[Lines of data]
+--

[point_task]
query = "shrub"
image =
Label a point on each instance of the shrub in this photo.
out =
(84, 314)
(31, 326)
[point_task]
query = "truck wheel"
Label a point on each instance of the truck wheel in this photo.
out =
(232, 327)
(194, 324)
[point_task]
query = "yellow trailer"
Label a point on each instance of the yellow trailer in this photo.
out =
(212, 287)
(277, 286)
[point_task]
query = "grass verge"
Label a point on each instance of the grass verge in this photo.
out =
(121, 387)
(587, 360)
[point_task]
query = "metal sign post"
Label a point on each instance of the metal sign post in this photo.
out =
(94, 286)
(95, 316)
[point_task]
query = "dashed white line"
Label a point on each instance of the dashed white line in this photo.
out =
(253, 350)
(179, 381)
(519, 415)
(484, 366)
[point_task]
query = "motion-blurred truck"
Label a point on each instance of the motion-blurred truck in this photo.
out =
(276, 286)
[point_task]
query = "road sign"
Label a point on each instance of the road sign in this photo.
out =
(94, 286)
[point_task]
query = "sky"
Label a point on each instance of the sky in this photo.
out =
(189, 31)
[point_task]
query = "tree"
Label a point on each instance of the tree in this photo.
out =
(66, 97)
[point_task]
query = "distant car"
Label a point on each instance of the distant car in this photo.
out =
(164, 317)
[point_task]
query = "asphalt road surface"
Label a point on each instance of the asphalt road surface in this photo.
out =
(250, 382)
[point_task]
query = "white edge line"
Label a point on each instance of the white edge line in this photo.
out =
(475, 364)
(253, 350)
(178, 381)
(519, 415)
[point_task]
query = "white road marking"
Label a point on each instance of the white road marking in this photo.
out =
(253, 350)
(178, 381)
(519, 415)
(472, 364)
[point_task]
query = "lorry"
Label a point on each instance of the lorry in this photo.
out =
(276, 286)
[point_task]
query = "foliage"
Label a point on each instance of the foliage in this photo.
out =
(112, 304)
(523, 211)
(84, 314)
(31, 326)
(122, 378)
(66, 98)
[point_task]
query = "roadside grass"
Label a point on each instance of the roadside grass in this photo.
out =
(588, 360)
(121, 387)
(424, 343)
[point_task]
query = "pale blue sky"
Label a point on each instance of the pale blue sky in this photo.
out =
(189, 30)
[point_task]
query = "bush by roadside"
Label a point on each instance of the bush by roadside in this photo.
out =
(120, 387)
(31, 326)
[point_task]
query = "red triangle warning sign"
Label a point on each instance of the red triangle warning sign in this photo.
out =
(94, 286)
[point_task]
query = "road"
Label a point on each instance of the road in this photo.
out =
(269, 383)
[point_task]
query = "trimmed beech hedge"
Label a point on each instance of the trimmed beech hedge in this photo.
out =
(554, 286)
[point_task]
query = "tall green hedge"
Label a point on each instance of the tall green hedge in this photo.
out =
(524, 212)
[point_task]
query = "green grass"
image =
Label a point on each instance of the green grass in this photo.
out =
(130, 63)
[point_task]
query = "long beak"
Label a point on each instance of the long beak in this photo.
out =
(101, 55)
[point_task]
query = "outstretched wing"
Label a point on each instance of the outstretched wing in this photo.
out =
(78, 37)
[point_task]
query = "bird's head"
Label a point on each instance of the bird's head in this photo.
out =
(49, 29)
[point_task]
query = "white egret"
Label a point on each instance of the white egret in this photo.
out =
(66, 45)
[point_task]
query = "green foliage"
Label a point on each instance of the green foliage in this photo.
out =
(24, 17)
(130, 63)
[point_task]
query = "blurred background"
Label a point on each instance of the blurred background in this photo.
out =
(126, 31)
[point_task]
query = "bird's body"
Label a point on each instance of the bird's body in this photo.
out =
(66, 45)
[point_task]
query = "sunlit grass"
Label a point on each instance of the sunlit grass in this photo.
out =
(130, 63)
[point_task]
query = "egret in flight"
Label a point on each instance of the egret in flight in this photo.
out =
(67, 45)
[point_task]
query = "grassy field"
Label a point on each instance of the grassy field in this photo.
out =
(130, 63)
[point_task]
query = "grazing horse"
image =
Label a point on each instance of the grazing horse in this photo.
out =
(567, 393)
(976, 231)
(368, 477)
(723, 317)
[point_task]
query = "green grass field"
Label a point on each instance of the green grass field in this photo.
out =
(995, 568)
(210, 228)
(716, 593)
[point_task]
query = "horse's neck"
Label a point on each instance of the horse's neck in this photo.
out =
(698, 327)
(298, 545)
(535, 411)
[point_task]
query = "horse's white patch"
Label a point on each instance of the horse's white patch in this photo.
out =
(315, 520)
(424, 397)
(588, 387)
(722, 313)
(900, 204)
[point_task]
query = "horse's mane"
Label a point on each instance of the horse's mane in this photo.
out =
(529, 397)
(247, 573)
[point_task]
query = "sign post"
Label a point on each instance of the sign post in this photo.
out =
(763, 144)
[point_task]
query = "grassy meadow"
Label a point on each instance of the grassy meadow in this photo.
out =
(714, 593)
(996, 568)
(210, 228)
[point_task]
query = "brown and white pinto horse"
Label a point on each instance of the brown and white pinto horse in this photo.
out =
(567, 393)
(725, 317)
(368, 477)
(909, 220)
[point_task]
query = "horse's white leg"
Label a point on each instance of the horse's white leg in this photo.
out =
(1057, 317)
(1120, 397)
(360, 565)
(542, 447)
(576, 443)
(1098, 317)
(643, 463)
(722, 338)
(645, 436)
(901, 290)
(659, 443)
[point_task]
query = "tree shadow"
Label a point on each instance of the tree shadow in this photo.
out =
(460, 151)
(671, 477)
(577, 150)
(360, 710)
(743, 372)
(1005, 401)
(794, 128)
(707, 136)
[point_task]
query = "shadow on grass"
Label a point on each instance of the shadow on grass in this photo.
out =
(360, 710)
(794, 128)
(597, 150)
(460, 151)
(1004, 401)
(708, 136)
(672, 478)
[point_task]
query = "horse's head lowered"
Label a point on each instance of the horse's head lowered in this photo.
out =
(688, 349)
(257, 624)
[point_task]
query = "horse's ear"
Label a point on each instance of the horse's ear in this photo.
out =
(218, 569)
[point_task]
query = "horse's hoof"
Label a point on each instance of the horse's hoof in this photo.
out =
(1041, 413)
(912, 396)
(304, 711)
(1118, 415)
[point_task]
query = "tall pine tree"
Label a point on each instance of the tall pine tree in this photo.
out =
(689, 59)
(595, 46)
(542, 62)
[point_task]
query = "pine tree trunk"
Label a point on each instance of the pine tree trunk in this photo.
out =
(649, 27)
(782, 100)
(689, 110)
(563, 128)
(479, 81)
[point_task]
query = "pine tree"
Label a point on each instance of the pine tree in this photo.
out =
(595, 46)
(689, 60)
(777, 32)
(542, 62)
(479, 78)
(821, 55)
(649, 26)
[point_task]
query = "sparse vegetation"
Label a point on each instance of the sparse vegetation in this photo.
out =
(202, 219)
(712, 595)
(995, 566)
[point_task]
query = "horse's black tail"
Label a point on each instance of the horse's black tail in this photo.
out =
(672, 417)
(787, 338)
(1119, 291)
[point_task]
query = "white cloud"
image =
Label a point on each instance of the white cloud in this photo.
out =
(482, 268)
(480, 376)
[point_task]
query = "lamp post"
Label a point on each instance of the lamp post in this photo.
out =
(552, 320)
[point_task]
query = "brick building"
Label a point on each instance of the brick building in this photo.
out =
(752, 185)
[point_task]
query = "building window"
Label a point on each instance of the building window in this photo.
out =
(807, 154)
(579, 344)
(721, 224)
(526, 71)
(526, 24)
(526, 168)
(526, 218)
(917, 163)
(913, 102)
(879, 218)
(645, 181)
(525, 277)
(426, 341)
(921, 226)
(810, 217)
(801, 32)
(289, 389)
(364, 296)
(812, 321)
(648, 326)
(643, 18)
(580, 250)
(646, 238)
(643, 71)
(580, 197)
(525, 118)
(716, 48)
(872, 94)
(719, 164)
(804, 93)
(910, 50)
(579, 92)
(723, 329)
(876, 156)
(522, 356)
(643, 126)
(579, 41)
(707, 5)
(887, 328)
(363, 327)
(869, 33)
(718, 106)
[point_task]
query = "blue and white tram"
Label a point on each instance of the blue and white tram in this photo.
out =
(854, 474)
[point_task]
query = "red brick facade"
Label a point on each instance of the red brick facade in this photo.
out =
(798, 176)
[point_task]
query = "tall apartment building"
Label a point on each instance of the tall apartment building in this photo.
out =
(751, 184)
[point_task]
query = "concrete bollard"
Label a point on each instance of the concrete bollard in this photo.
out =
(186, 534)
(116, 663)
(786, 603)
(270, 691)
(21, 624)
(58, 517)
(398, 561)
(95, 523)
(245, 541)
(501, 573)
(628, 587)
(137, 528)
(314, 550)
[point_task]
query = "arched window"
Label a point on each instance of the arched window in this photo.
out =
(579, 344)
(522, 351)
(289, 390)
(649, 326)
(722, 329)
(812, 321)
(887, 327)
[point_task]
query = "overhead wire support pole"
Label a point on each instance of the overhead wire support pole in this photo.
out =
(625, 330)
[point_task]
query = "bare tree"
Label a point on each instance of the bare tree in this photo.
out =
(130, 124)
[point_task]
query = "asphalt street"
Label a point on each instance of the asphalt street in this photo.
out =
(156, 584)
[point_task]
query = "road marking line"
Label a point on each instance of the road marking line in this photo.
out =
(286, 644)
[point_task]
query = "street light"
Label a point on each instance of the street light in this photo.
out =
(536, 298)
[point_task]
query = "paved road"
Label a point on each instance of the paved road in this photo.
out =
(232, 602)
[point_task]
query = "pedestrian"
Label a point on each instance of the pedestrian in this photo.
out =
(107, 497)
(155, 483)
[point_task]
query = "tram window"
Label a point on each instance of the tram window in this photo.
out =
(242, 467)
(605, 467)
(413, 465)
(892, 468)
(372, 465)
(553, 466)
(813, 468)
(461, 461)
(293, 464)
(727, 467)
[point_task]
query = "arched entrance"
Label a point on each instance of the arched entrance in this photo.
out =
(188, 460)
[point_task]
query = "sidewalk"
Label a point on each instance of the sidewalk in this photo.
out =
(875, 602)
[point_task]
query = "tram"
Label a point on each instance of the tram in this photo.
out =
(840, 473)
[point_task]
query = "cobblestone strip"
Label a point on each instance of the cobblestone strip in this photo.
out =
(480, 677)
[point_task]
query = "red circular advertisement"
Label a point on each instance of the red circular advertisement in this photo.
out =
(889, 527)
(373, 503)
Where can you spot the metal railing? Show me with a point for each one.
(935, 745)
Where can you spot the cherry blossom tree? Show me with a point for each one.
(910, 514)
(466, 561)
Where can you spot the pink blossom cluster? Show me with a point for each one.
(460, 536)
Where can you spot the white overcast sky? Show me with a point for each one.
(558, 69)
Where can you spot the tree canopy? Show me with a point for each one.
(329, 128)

+--

• Written problem: Locate "Where can you spot the metal" in the material, then quote the line that contains it and all lines after it through the final one.

• Result:
Where can you spot the metal railing? Show me with a point for each one.
(935, 745)
Where can you spot the cherry blossom tree? Show me with a point for each one.
(910, 514)
(466, 561)
Where can you spot the pink blossom cluster? Show me with a point for each one.
(460, 536)
Where can you spot the white overcast sky? Show me with a point for each one.
(558, 69)
Where can you spot the tree canopy? Show me with a point for each one.
(329, 128)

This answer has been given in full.